— The problem —
Among the lines below, keep only those from the one containing "sample | [12, 102]" through the one containing "sample | [224, 167]", and reproduce them exactly.

— Entries provided —
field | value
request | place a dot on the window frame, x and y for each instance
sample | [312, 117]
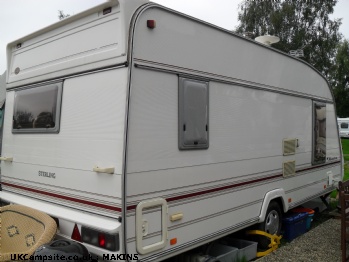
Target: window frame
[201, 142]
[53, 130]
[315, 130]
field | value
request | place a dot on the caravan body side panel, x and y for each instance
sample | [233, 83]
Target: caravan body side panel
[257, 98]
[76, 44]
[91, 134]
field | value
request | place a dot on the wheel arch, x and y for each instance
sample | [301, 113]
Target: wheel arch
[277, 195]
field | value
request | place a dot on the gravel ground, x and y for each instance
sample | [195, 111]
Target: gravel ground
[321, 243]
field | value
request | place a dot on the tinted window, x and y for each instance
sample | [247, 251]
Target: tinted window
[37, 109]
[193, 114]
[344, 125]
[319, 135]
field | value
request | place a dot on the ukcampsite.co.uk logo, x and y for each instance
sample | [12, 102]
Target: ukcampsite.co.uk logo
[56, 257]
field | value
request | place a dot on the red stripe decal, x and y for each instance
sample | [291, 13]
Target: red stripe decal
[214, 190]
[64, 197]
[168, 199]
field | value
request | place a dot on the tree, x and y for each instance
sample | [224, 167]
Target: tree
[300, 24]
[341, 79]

==

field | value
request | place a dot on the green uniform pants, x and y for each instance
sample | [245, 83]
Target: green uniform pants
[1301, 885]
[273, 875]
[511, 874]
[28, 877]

--

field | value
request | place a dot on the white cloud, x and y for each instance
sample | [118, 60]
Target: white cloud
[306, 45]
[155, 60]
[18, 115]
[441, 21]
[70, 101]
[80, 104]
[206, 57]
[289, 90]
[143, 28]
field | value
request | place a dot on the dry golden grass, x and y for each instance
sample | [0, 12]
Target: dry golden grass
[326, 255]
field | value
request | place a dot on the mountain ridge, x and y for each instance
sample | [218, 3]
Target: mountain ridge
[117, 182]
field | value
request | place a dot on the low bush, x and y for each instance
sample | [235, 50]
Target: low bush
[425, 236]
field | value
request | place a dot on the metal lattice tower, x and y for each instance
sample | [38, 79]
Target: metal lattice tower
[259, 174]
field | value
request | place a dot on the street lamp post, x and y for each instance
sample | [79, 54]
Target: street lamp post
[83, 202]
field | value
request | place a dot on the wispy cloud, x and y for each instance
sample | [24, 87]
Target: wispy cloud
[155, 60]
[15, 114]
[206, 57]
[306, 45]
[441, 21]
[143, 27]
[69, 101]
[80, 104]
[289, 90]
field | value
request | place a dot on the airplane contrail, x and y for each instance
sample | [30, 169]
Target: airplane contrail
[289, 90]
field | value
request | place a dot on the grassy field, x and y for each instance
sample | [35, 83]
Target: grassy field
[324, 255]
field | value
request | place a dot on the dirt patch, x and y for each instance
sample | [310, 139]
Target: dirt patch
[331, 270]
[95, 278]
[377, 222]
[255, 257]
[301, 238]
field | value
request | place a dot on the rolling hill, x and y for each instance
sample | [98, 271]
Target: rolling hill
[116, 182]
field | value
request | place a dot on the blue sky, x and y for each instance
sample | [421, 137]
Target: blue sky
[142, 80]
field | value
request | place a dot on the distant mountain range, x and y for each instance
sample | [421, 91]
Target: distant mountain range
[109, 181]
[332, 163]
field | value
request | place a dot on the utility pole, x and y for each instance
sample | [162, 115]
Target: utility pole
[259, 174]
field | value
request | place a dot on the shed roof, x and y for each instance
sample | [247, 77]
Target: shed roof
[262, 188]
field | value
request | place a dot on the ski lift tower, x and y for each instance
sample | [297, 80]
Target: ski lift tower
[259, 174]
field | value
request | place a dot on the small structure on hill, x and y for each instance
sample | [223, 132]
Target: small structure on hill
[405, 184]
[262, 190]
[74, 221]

— Task answer —
sample | [12, 102]
Target: ukcampsite.co.uk logo
[56, 257]
field | value
request | place a dot on the red stripe decal, x and y for each instance
sample | [291, 13]
Target: red stripe decal
[214, 190]
[64, 197]
[168, 199]
field | value
request | place a dot on the tree, x and y for each instance
sample | [224, 167]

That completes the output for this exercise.